**WHAT THE TASK ASKS**
Read the entries that follow and give each one again precisely.

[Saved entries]
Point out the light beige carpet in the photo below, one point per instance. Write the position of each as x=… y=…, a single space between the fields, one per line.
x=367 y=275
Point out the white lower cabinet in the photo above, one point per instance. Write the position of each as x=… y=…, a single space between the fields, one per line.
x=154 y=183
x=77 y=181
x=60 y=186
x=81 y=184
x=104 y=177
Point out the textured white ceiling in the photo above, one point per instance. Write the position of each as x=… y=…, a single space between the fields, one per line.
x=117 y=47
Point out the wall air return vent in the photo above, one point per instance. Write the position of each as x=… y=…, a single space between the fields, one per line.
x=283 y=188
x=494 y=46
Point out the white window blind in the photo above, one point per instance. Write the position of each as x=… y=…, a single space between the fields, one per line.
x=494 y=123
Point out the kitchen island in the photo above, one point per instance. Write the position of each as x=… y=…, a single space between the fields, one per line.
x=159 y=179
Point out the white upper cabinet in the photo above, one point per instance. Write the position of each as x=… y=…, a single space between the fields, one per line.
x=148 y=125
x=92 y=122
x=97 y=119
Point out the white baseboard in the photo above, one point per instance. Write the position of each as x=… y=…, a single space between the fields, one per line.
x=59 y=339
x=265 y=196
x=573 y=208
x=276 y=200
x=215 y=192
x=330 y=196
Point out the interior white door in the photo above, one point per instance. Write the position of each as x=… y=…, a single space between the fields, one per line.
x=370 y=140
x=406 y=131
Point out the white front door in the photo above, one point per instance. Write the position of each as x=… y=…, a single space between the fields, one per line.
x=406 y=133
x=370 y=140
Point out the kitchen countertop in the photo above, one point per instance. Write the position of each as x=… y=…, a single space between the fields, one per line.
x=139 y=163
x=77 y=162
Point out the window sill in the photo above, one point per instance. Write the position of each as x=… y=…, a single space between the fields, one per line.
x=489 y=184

**TASK OUTPUT**
Point out the light beige carpet in the photo below, one point per instance. Write the position of each as x=… y=…, a single space between the fields, one per line.
x=367 y=275
Point out the white lower cabinet in the photo above, one point per instance. Write the position of each as x=… y=…, a single space between the fields, one per line.
x=154 y=183
x=77 y=181
x=60 y=186
x=81 y=184
x=104 y=177
Point out the textured white ceiling in the photo above, one point per instance. Write the position of each as x=… y=…, a single space between the fields, one per line.
x=117 y=47
Point out the wall air return vent in the photo above, one point per instance. Write the position of each as x=… y=…, a single space between the fields, one per line.
x=283 y=188
x=494 y=46
Point out the white window blind in the photo above, one point per instance. Write the position of each as x=… y=…, a single space between the fields, one per line.
x=494 y=123
Point out the kitchen island in the photo above, one point per instance. Write the position of each as x=… y=…, a single space between the fields, one per line.
x=159 y=179
Point out the white upper cabinet in the photo above, one point per instance. Write the position of each as x=… y=…, a single space between the fields, one per line.
x=148 y=125
x=92 y=122
x=97 y=119
Point out the white baseboard in the photo above, one point per instance. Write the position of each as x=… y=…, a single space between the fields, one per line.
x=59 y=339
x=265 y=196
x=573 y=208
x=276 y=200
x=215 y=192
x=330 y=196
Point out the interior white door in the photo above, one point per instance. Write the position of each as x=… y=…, a single space between the fields, one per line.
x=370 y=140
x=406 y=131
Point out the white front door in the photo above, one point per instance. Write the position of each as x=… y=…, a single space between the fields, one per line.
x=406 y=133
x=370 y=140
Point out the kitchen countertop in the photo above, one point per instance. Write the position of each as x=… y=…, a single space between the fields, one per line.
x=139 y=163
x=77 y=162
Point out the window sill in the photo above, one point per instance. Write the position of each as x=… y=…, a single space between the fields, one per line.
x=489 y=184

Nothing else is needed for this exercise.